---------- Excerpt provided

The Hall of Fame-eligible part gets rid of the recently-retired ringers, requiring a guy who has been off the scene for at least five years, ensuring that there’s a good bit of rust. I love questions like these.

My immediate answer was Mike Mussina. My thinking being that of all of the great pitchers fitting these parameters, he’s the most likely to have stayed in good shape. I mean, Greg Maddux probably still has the best pitching IQ on the planet, but he’s let himself go a bit, right? Mussina strikes me as a guy who still wakes up and does crunches and stuff.

If you extend it to December, however, you may get a better answer, because that’s when Tim Wakefield becomes eligible for the Hall. I realize a knuckleball requires practice to maintain the right touch and subtlety to the delivery, but it also requires the least raw physical effort. Jim Bouton went well more than five years without throwing his less-than-Wakefield-quality knuckler and was still able to make a comeback. I think Tim could be passable.

Then there’s Roger Clemens. I didn’t see his numbers for that National Baseball Congress tourney this summer and I realize he’s getting a bit thick around the middle, but I’m sure he can still bring it enough to not embarrass himself. Beyond the frosted tips, anyway.

So: who is your Space Cowboys-style reclamation project? Who is the old legend you dust off for one last job?

--------------------

Job 1: Report how many lines of the records contain the string "hand", with case counting, and give only the number.
The baseball excerpt and the records that follow it are unrelated material.

---------- Records

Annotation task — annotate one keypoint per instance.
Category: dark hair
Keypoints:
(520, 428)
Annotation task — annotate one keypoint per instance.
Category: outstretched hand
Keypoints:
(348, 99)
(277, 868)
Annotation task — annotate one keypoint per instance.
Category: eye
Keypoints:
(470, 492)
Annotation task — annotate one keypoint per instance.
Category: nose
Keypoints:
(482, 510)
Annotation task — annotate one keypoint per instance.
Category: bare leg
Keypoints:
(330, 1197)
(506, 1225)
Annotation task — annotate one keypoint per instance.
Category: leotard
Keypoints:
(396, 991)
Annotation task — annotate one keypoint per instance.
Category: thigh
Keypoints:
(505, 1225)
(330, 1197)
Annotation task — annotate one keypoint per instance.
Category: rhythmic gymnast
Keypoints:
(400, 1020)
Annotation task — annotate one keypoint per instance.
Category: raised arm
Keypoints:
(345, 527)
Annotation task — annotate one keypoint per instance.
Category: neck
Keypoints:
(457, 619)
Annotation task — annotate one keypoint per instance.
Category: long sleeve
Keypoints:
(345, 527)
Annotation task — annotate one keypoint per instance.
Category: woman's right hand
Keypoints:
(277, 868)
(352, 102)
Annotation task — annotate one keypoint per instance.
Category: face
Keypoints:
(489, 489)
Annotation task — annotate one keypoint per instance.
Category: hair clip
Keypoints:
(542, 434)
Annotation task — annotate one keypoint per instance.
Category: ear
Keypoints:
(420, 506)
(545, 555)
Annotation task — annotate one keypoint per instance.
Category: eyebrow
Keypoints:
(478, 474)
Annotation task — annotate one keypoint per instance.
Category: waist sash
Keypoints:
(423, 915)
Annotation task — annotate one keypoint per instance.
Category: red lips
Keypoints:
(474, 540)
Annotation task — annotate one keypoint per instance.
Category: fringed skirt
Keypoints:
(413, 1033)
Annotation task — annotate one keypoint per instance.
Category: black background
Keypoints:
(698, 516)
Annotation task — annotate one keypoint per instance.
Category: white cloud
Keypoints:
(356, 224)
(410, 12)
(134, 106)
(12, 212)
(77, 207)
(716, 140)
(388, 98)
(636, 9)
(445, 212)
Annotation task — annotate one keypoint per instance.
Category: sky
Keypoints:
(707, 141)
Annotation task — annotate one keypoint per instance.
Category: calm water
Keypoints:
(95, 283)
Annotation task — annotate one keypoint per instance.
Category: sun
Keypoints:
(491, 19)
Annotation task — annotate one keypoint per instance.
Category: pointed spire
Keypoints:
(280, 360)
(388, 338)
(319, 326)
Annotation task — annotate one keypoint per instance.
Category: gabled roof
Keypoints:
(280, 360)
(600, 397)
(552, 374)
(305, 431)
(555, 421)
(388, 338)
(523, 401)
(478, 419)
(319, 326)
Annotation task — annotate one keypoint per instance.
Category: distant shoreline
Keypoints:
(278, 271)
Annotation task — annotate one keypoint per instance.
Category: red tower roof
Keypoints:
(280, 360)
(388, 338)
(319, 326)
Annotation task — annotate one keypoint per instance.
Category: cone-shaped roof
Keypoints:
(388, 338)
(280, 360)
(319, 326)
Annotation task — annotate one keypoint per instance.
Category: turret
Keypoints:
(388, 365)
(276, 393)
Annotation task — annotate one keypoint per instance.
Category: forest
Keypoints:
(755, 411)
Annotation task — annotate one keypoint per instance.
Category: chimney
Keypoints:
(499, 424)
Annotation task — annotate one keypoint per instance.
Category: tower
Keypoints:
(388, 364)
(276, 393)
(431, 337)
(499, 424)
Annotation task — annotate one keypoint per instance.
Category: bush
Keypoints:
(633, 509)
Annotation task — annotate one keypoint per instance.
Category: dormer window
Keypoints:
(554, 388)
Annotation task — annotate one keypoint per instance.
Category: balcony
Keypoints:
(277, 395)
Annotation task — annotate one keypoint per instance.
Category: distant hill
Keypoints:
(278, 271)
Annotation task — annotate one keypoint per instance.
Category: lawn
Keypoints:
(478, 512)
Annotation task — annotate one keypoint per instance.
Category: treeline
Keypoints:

--------------------
---------- Records

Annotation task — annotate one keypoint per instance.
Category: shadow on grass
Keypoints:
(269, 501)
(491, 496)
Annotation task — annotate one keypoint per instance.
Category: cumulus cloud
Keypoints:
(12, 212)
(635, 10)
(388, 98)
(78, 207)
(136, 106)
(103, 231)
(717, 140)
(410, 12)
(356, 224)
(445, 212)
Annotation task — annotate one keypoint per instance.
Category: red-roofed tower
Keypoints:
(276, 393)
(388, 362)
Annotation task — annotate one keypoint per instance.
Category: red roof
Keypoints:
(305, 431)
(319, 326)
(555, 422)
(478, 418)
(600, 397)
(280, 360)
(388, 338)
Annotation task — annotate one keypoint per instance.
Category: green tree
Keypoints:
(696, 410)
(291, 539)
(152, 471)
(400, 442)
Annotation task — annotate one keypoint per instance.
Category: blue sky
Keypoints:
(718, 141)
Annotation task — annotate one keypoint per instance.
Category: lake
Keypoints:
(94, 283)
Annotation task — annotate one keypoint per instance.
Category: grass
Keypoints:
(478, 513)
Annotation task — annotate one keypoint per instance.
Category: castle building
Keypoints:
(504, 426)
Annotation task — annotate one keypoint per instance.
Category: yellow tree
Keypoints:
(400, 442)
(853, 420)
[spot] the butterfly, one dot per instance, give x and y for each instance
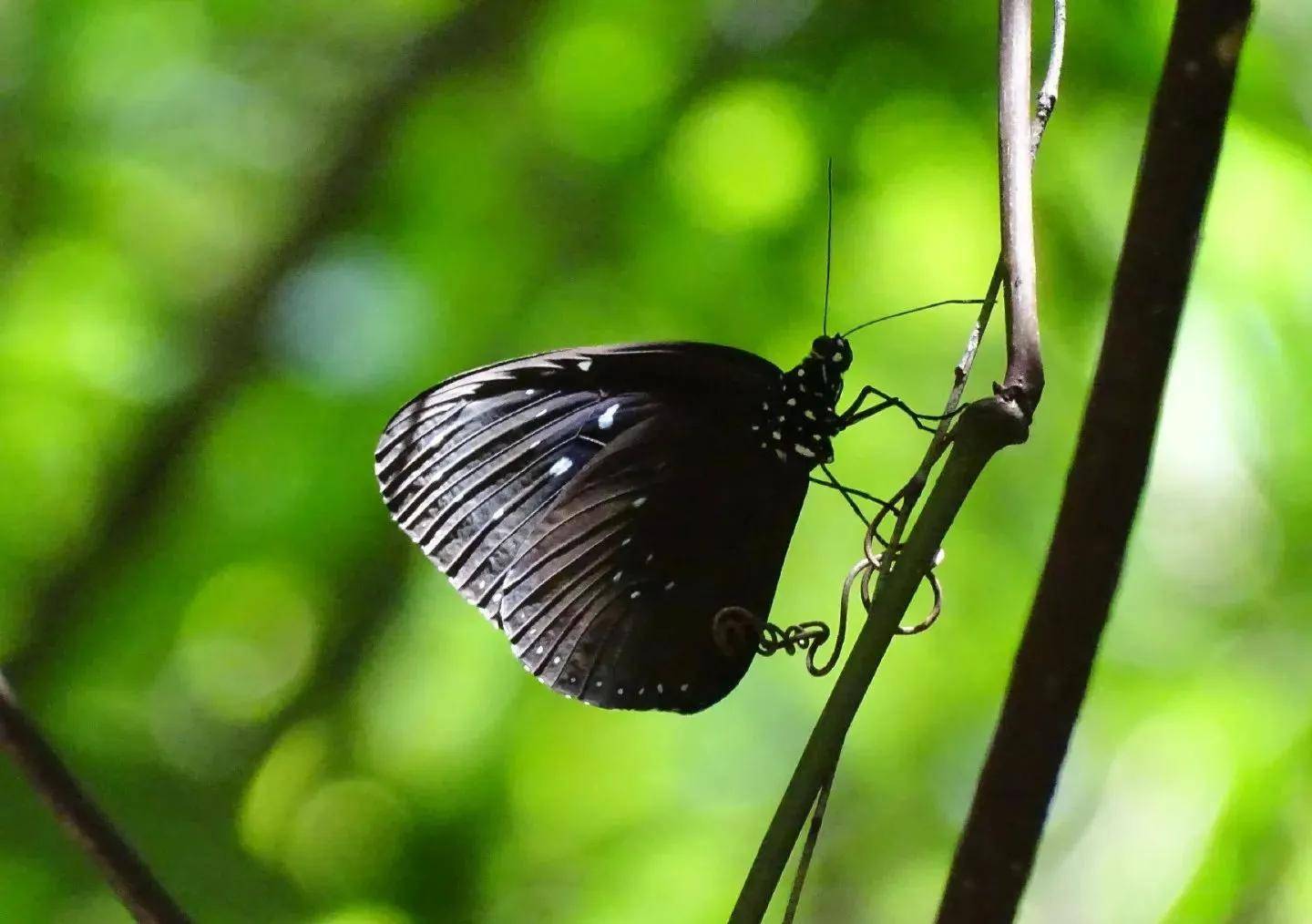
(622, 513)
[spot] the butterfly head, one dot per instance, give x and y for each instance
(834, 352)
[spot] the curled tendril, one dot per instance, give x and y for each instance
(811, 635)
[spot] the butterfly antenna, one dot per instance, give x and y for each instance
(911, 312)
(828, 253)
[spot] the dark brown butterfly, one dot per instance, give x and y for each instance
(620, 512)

--------------------

Job 2: Condense the paragraph of the baseball excerpt that begins "If you extend it to December" into a shorter version that keeps its main facts.

Task result 1: 2

Task result 2: Extending the window to December brings in Tim Wakefield, who becomes Hall-eligible then. A knuckleball needs practice to keep its touch and subtlety but takes the least raw physical effort. Jim Bouton went well over five years without throwing his lesser knuckler and still made a comeback, so Wakefield could be passable.